Provided text
◇ ◇ ◇ ◇ ◇
Fair Value of Financial Assets and Liabilities

 

The Company measures assets and liabilities at fair value based on an expected exit price as defined by the authoritative guidance on fair value measurements, which represents the amount that would be received on the sale of an asset or paid to transfer a liability, as the case may be, in an orderly transaction between market participants. As such, fair value may be based on assumptions that market participants would use in pricing an asset or liability. The authoritative guidance on fair value measurements establishes a consistent framework for measuring fair value on either a recurring or nonrecurring basis whereby inputs, used in valuation techniques, are assigned a hierarchical level. The following are the hierarchical levels of inputs to measure fair value:

 

    Level 1: Observable inputs that reflect quoted prices (unadjusted) for identical assets or liabilities in active markets.
◇ ◇ ◇ ◇ ◇
What you will do
1: Answer these questions from the fair value passage:
(a) On what basis does the Company measure assets and liabilities at fair value?
(b) In the framework the guidance establishes, what is assigned a hierarchical level?
(c) What do Level 1 inputs reflect?
2: Write out the fair value passage word for word, everything from "The Company measures" down to "in active markets.".

Rows
◇ ◇ ◇ ◇ ◇
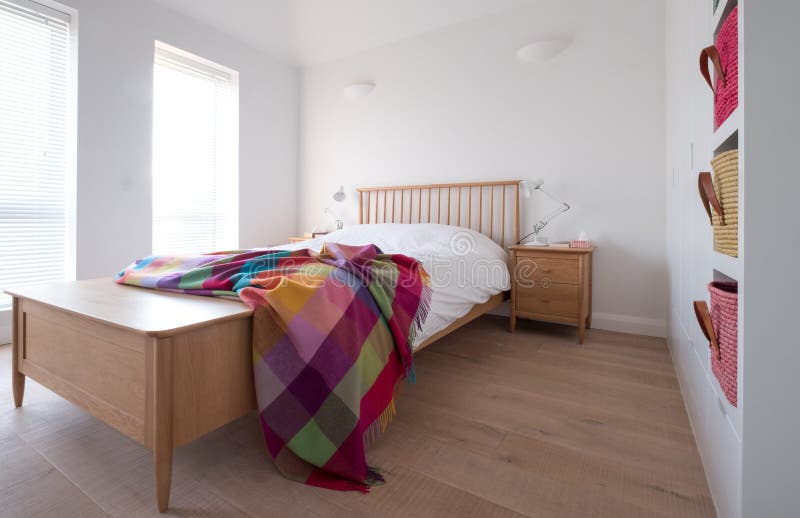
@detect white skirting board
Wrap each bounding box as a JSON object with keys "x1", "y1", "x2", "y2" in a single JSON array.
◇ ◇ ◇ ◇ ◇
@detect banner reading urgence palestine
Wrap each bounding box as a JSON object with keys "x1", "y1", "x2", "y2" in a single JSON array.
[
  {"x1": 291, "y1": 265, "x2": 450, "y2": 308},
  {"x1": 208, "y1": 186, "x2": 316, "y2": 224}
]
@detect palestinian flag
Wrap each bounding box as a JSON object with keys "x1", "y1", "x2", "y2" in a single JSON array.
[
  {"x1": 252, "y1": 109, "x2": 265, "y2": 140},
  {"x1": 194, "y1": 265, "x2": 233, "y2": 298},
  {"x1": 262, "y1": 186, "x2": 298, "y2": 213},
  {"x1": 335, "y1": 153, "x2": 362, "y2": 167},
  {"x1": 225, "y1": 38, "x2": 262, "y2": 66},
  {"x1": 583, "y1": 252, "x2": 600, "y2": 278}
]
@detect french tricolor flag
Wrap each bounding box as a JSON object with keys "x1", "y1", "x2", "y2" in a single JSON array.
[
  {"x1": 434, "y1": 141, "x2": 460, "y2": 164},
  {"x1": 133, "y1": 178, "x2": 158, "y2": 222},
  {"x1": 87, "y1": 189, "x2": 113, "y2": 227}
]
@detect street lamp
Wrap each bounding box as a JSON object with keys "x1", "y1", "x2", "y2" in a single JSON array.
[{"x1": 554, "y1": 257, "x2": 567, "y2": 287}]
◇ ◇ ◇ ◇ ◇
Solutions to the exercise
1:
(a) The Company measures them on the basis of an expected exit price, as defined by the authoritative guidance on fair value measurements.
(b) Inputs used in valuation techniques are assigned a hierarchical level.
(c) Level 1 inputs reflect quoted prices (unadjusted) for identical assets or liabilities in active markets.

2:
The Company measures assets and liabilities at fair value based on an expected exit price as defined by the authoritative guidance on fair value measurements, which represents the amount that would be received on the sale of an asset or paid to transfer a liability, as the case may be, in an orderly transaction between market participants. As such, fair value may be based on assumptions that market participants would use in pricing an asset or liability. The authoritative guidance on fair value measurements establishes a consistent framework for measuring fair value on either a recurring or nonrecurring basis whereby inputs, used in valuation techniques, are assigned a hierarchical level. The following are the hierarchical levels of inputs to measure fair value:

 

    Level 1: Observable inputs that reflect quoted prices (unadjusted) for identical assets or liabilities in active markets.